• [EXTRACT]:
# # # # #
Project Tracking
The last week or so has been pretty good, writing wise. I got at least some writing done pretty much every day over the last week, but some of those days were pretty sparse. Until Wednesday.
I’ve read a lot of writing and business advice over the last year. One thing that many different pros have said is that I need to keep track of my writing – how long I spend each day on which project, how long each project takes, that sort of thing. I knew this was a good idea for many reasons: accounting, production scheduling, and cost forecasting spring straight to mind. But I’d never done it, for whatever reason. I’m actually shocked that I hadn’t, because normally I love tracking data, tweaking and analyzing numbers, and doing that sort of thing (there’s a reason my favorite classes for my MBA were finance and the two accounting courses).
Well Wednesday I decided, after reading a couple good blog entries about how to write fast on Tuesday, to create a spreadsheet to use as a writing progress tracker, arranged by project. It’s pretty simple. I enter the start time, end time, and word count, and it runs some easy computations to give me words per hour for the session, total words for the day, average words per hour, and the labor costs for the project. I also put in fields to track time working on editing and cover art, too, so I can track all the labor that actually went into the project. Here’s a shot of how it looks. The project in question is the Writers of the Future story I mentioned earlier:
Wow. I totally should have done that sooner. Much sooner. Because not only is it very cool to know exactly how long I’m spending actually writing and how long the projects really take. But I also discovered that I write quite a bit faster than I thought. Over the last three days, I’m clocking about 1,500 words per hour average. I figured I was more like 1,000 maybe. Wow was I off.
# # # # #
• [SUPPLIED INFORMATION]:
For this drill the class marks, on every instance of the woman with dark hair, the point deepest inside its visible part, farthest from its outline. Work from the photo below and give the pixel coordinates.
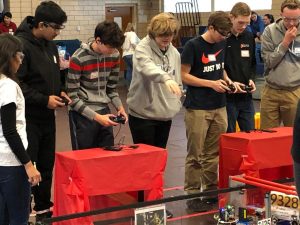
# # # # #
• [STATED TASK 1]:
Answer these from the post on project tracking:
(a) Which courses were the writer's favorites during the MBA?
(b) What three values does the writer enter into the spreadsheet for each session?
(c) What average words per hour has the writer been clocking over the last three days?
• [STATED TASK 2]: List every result that the spreadsheet in the post on project tracking computes from the entered figures.

• [COMPLETE OUTPUT 1]:
(a) Finance and the two accounting courses.
(b) The start time, the end time, and the word count.
(c) About 1,500 words per hour.

• [COMPLETE OUTPUT 2]:
- Words per hour for the session
- Total words for the day
- Average words per hour
- Labor costs for the project